REQUIRED WORK: Every record needs to be restated word for word.

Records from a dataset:
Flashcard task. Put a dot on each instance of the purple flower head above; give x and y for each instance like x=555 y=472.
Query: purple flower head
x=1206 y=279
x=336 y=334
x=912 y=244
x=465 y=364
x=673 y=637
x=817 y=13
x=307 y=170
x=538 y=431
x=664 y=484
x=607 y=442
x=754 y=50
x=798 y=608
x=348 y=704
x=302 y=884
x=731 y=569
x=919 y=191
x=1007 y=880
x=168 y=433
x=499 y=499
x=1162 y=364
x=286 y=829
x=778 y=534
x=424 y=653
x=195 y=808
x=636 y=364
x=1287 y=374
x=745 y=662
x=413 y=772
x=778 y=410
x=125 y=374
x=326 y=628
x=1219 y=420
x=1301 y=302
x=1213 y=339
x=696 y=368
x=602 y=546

RESPONSE BELOW:
Flashcard task. Put a dot on each instance of the purple flower head above; give x and y for each instance like x=555 y=472.
Query: purple flower head
x=1206 y=279
x=336 y=334
x=912 y=244
x=465 y=364
x=673 y=637
x=817 y=13
x=307 y=170
x=538 y=431
x=664 y=484
x=607 y=442
x=754 y=50
x=798 y=608
x=348 y=704
x=302 y=884
x=731 y=569
x=919 y=191
x=1007 y=880
x=168 y=433
x=499 y=499
x=1162 y=364
x=286 y=829
x=778 y=534
x=424 y=653
x=195 y=808
x=636 y=364
x=1287 y=374
x=745 y=662
x=413 y=772
x=778 y=410
x=125 y=374
x=326 y=628
x=1219 y=420
x=1301 y=302
x=1213 y=339
x=696 y=368
x=602 y=546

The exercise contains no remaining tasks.